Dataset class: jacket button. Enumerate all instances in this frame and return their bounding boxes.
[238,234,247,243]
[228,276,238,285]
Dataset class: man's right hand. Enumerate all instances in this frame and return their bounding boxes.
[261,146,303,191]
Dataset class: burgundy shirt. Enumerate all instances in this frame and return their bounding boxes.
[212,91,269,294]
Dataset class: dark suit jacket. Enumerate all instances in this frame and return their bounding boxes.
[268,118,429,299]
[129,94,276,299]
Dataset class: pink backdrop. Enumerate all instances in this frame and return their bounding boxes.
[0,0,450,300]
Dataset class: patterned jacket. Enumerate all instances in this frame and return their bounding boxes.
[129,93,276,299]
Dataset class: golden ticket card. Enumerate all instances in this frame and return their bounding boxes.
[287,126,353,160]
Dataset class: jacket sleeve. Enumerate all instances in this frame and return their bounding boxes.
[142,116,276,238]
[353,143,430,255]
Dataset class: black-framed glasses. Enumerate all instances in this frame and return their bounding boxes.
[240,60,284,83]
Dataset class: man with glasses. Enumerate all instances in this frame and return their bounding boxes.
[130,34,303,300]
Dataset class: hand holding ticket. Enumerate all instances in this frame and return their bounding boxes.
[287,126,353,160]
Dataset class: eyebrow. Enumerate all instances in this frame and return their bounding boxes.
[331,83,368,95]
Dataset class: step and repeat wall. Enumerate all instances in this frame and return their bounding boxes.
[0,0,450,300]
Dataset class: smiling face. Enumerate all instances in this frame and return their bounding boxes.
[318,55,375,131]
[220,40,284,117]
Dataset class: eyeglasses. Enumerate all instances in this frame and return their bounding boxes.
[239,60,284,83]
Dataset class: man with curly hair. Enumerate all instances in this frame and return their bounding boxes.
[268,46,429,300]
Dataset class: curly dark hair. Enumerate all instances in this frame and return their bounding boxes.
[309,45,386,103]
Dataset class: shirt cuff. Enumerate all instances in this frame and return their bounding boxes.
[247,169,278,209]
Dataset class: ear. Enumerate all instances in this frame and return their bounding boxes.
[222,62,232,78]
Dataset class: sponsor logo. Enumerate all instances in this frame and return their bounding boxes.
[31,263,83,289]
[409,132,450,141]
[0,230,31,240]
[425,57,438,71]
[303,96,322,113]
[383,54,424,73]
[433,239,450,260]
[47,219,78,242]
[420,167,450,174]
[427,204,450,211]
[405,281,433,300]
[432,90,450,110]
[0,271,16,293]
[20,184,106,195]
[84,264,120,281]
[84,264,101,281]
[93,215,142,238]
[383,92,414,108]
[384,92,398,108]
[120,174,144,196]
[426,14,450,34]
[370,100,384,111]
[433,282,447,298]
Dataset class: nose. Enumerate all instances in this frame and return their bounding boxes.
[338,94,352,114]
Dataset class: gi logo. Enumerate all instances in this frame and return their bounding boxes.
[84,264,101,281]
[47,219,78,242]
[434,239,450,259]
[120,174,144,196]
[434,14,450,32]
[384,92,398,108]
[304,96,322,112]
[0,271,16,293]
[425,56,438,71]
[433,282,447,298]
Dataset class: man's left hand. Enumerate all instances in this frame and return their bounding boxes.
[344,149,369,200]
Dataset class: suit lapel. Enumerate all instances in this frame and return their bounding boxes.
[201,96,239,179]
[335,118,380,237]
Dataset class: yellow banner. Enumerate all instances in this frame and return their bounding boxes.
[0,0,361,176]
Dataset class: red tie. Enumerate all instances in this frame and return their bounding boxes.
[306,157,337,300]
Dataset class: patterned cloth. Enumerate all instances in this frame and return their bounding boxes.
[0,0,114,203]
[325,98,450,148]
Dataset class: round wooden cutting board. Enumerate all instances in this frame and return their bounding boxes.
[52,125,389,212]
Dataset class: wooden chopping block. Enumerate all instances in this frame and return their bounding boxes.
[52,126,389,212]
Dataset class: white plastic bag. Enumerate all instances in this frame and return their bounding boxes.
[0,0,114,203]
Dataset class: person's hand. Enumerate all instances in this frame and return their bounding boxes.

## REQUIRED WORK
Pick out every line of the listing above that contains the string "hair" and copy each one. Treat uppercase and lowercase letters as different.

## FINAL RESULT
Dataset class: man with curly hair. Enumerate all instances in this frame and return their bounding boxes.
Dataset class: curly dark hair. Enumerate all instances in this frame and return their bounding boxes.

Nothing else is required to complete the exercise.